[SOURCE TEXT]:
⟨
He was born to father Luigi (1812-1881), who was a painter of sacred subjects. His brother, also named Luigi Postiglione and his nephew, and Luigi's son, Luca (1876-1936) were also painters. He studied at the Neapolitan Institute of Fine Arts under his uncle, Raffaele (1818-1897). and Domenico Morelli.

At the Institute of Fine Arts there were youthful works on biblical subjects by Salvatore, but Morelli was to be a strong influence on his style and subject matter. Like Morelli, his religious subject matter often focused on the mystical and morbid spirituality, as exemplified by his canvas of San Pier Damiani at the bedside of a dead Countess Adelaide of Turin, Marquesa of Susa (1887).

In 1883 at Rome, he exhibited: Anche tu fosti sposa and Maria! che incontrò assai. In 1881 at Turin, he exhibited: Arnaldo da Brescia and Pope Adrian IV; at the 1887 National Exhibition at Venice, he displayed the San Pier Damiano canvas, and a Portrait del mio maestro. Another painting by Postiglione titled Kyrie eleison was exhibited at Naples. He also frescoed the hall of the Palazzo della Borsa of Naples, and of Castello Miramare in Trieste.
⟩
[SUPPLIED RECORDS]:
⟨
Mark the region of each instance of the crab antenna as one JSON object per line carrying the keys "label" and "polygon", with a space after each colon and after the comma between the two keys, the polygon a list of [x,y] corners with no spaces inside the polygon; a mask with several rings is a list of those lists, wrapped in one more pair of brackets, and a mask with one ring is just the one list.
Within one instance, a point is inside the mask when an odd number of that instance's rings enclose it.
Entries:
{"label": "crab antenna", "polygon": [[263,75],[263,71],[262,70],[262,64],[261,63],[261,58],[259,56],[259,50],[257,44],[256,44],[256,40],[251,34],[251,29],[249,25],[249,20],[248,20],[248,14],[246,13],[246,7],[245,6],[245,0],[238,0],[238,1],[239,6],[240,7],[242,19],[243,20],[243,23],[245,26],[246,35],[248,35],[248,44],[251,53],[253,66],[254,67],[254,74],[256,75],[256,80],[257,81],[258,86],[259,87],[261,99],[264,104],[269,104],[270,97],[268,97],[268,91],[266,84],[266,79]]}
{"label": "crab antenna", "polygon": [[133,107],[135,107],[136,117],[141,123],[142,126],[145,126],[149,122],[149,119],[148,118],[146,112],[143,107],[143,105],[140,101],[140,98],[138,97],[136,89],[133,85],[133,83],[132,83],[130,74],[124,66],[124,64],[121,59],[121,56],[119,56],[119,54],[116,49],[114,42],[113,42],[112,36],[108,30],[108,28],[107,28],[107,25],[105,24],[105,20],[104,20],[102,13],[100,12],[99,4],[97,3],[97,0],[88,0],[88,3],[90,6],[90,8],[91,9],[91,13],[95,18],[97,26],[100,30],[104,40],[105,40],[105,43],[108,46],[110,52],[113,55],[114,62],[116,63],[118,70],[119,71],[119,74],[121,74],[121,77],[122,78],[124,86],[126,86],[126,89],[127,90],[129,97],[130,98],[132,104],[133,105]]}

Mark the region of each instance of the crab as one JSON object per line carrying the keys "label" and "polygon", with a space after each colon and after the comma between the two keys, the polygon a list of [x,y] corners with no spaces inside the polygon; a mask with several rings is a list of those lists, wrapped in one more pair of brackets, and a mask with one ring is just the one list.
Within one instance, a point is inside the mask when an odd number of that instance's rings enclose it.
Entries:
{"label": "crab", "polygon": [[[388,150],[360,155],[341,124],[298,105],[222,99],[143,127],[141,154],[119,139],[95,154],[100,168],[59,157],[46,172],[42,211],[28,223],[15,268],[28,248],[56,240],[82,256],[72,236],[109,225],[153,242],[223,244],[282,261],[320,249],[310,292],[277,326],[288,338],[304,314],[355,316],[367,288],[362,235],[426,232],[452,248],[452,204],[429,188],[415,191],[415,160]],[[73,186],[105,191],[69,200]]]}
⟩
[WORK TO BE COMPLETED]:
From the text about the painter Postiglione, extract the portion between "At the Institute" and "Miramare in Trieste.", inclusive, and copy it without any change.

[EXERCISE ANSWER]:
At the Institute of Fine Arts there were youthful works on biblical subjects by Salvatore, but Morelli was to be a strong influence on his style and subject matter. Like Morelli, his religious subject matter often focused on the mystical and morbid spirituality, as exemplified by his canvas of San Pier Damiani at the bedside of a dead Countess Adelaide of Turin, Marquesa of Susa (1887).

In 1883 at Rome, he exhibited: Anche tu fosti sposa and Maria! che incontrò assai. In 1881 at Turin, he exhibited: Arnaldo da Brescia and Pope Adrian IV; at the 1887 National Exhibition at Venice, he displayed the San Pier Damiano canvas, and a Portrait del mio maestro. Another painting by Postiglione titled Kyrie eleison was exhibited at Naples. He also frescoed the hall of the Palazzo della Borsa of Naples, and of Castello Miramare in Trieste.